### THE PROBLEM
An exact copy of the entries below is needed, with every picture left out.

### PROVIDED INFORMATION
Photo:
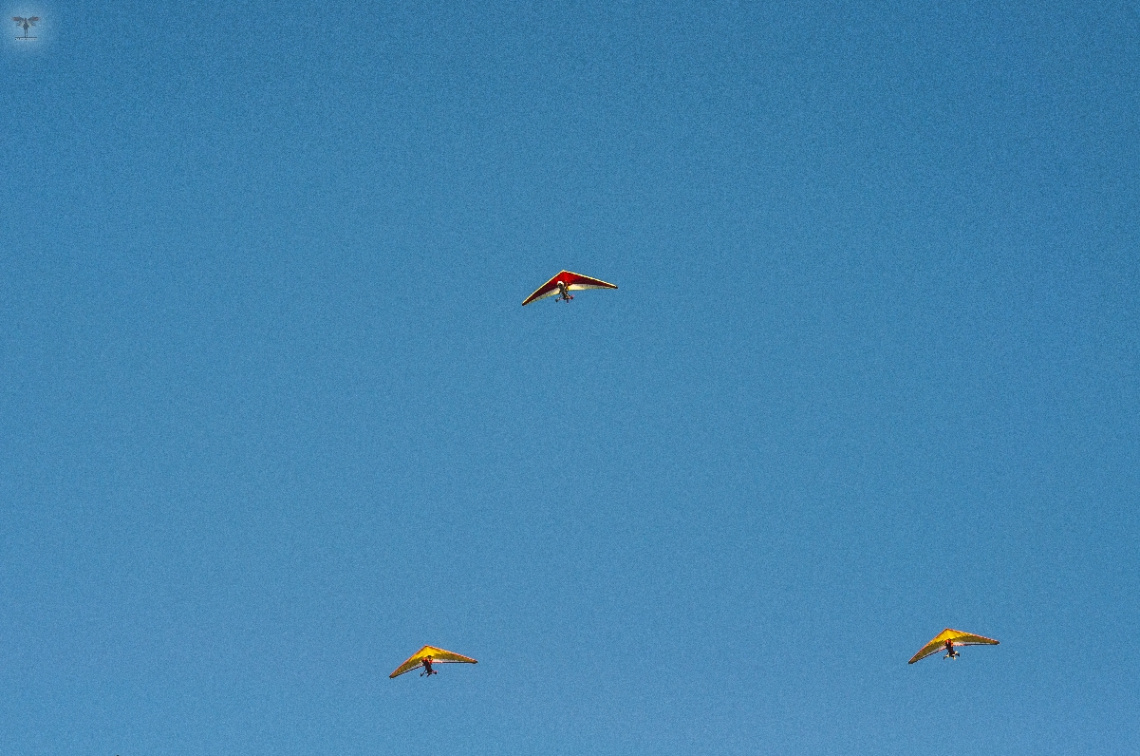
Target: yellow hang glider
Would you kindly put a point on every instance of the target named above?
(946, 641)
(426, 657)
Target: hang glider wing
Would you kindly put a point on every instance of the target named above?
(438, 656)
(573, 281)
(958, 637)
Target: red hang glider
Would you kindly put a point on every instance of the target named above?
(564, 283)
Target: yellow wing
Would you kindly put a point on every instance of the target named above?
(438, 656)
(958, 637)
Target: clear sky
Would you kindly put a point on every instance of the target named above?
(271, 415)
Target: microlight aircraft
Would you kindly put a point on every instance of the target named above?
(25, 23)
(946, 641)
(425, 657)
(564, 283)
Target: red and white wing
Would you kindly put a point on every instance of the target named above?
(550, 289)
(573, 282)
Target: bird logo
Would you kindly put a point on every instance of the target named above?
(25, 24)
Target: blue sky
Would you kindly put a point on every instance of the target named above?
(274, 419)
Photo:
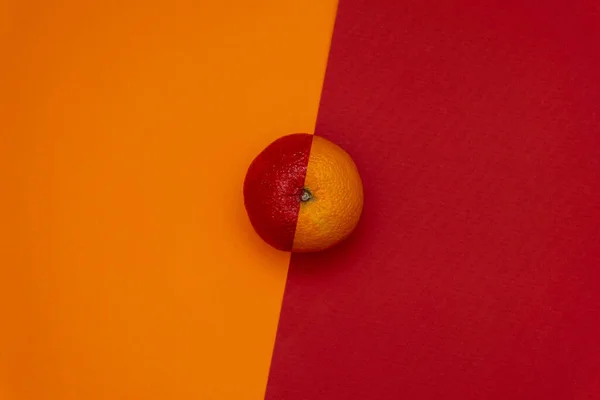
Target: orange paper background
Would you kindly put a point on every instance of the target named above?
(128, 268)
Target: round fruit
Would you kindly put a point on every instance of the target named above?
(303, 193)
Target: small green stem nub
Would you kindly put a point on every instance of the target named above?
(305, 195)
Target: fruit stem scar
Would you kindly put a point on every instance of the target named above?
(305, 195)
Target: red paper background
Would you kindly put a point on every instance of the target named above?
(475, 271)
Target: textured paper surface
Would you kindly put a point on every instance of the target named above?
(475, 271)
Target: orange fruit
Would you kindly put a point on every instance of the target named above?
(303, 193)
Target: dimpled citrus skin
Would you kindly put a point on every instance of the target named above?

### RESPONSE FOR THIS EXERCISE
Photo:
Target: yellow hang glider
Would you kindly put a point on every instance of the target named above?
(946, 641)
(426, 657)
Target: hang glider wing
Would you kindly put a point on every instance of the target named above?
(438, 656)
(573, 281)
(958, 637)
Target: red hang glider
Would you kindly put a point on every instance of the target named above?
(564, 283)
Target: yellow wing
Would you kindly put a point on every instance of the target named above?
(438, 656)
(958, 637)
Target: clear sky
Would you kindly put a point on every instance of the target named above?
(271, 415)
Target: microlight aircraft
Would you kindly put a point on every instance of the target named above?
(25, 23)
(946, 641)
(425, 657)
(564, 283)
Target: red and white wing
Would you kindly put a point on every instance of the target named above?
(550, 289)
(573, 282)
Target: bird logo
Would you kindly put a point on every instance of the target named above?
(25, 24)
Target: blue sky
Would you kindly put a point on every instance of the target named above?
(274, 419)
Photo:
Target: orange paper background
Would you kindly put a point on every instance of the target named above?
(128, 268)
Target: round fruit
Would you kindly put a point on every instance of the target named above?
(303, 193)
Target: small green stem nub
Would you kindly put a point on every instance of the target named above?
(305, 195)
Target: fruit stem scar
Would you kindly put a point on every instance of the target named above?
(305, 195)
Target: red paper background
Would you kindly put a point on every instance of the target named above?
(475, 271)
Target: textured paper surface
Would you kindly put a point on every instance of the target named above?
(475, 271)
Target: orange fruit
Would you kindly put a point on every instance of the target named above?
(303, 193)
Target: dimpled citrus skin
Would you kindly put a point on every instance of the target named above?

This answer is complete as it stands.